_Your assignment_: In the article on structured judgments below, what additur did the statutes include on each year's annuity payment?

_Provided text_:
Copyright 1999 New York
Law Publishing Company
New York Law Journal
March 29, 1999, Monday
Help Wanted: Consulting
Economist
Michael D. Hess
In
Sherri Sonin and Robert Genis's
article in the Law Journal, (Jan. 27) they stated that Bryant v. HHC
and Fisk v. City "have cleared the murky waters of CPLR Articles 50-A
and 50-B". The reality is that the
structured judgment waters are still quite cloudy. The Court of Appeals has granted leave to
appeal in Bryant and will hopefully clarify the issues this spring. As most tort litigators know, CPLR 50-A and 50-B
were enacted to benefit defendants in response to the medical malpractice
insurance crisis. Unfortunately, as
interpreted, the structured judgment and related CPLR provisions now mostly
serve to grossly inflate verdicts. Under
the old law, the jury rendered a verdict for past and future damages and
determined a discount rate. The present
value of future damages was determined and then all damages were paid in a lump
sum. CPLR 50-A and 50-B were enacted to
spread out over a period of years the payment of what would have been the lump
sum present value of future damages by means of an annuity purchased by
defendants at a lower cost than the verdict, given insurance carriers'
actuarial tables. The statutes included
a 4 percent additur on each year's annuity payment. At the same time that 50-A and 50-B were
enacted, CPLR 4111 was amended to direct trial judges to charge the jury to
award a future damage sum, not discounted to present value.
In
practice, plaintiff's experts have been submitting evidence about a plaintiff's
anticipated expenses, which they project will grow
annually at a very generous inflation rate.

Stored data entries:

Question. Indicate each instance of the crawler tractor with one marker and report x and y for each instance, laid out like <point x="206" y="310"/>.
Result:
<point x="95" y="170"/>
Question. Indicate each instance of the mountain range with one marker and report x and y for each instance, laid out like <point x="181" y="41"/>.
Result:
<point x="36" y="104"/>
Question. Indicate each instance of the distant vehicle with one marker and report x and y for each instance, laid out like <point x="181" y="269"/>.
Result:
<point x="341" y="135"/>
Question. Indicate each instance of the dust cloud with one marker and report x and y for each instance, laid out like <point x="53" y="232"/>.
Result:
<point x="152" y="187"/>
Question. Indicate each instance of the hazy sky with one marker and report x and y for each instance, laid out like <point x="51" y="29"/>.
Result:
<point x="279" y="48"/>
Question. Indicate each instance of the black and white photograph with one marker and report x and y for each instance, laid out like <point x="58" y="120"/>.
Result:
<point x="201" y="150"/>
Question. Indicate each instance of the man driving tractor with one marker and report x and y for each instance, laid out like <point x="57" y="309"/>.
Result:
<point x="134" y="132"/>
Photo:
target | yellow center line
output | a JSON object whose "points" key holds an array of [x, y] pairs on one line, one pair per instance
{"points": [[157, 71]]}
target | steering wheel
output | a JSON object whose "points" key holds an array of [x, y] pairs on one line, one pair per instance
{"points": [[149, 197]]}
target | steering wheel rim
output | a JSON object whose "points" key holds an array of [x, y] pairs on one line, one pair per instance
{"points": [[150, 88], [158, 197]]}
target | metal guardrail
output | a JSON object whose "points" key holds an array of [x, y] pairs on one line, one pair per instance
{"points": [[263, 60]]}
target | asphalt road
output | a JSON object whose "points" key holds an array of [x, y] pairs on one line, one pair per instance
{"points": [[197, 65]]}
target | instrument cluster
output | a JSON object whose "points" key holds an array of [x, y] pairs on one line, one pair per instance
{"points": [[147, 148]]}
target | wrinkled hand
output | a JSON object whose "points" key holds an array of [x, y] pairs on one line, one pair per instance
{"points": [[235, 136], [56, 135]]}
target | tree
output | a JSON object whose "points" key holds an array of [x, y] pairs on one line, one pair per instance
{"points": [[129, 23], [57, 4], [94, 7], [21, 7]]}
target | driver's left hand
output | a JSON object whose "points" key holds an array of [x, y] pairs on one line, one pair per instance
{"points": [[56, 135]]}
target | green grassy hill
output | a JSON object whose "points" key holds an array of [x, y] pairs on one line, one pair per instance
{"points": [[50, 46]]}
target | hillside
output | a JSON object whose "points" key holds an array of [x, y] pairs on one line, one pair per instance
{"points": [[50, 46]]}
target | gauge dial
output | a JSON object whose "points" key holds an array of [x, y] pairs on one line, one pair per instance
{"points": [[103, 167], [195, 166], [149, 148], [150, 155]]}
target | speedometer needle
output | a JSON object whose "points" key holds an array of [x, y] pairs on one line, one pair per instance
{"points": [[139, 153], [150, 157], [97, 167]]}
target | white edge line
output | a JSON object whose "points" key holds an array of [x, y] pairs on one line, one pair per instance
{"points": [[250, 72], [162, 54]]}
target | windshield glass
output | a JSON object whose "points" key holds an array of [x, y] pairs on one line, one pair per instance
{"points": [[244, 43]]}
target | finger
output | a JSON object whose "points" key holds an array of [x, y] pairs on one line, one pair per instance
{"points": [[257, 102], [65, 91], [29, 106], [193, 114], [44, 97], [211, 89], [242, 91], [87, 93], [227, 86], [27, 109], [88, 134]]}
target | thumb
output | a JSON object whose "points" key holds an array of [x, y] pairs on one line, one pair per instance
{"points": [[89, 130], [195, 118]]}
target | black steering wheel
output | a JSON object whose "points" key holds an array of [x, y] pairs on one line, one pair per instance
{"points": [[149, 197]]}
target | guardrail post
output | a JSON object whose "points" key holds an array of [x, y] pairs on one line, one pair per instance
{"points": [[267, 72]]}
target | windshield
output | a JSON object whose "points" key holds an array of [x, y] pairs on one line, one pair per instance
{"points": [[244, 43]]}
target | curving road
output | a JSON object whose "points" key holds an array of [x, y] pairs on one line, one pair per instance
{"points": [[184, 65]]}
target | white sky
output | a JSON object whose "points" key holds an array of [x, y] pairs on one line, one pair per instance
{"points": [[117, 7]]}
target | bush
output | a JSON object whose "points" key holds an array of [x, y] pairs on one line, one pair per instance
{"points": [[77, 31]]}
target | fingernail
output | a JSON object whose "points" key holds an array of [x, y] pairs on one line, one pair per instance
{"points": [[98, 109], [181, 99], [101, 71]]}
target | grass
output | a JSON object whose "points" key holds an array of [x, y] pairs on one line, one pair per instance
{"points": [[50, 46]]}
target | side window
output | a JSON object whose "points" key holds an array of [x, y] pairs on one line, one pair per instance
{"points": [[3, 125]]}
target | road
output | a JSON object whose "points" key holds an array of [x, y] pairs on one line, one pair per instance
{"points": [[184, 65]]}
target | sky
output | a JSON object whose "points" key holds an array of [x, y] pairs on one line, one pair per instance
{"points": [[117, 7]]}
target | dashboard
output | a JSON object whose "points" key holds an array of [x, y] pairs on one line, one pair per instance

_Solution to this task_: A 4 percent additur.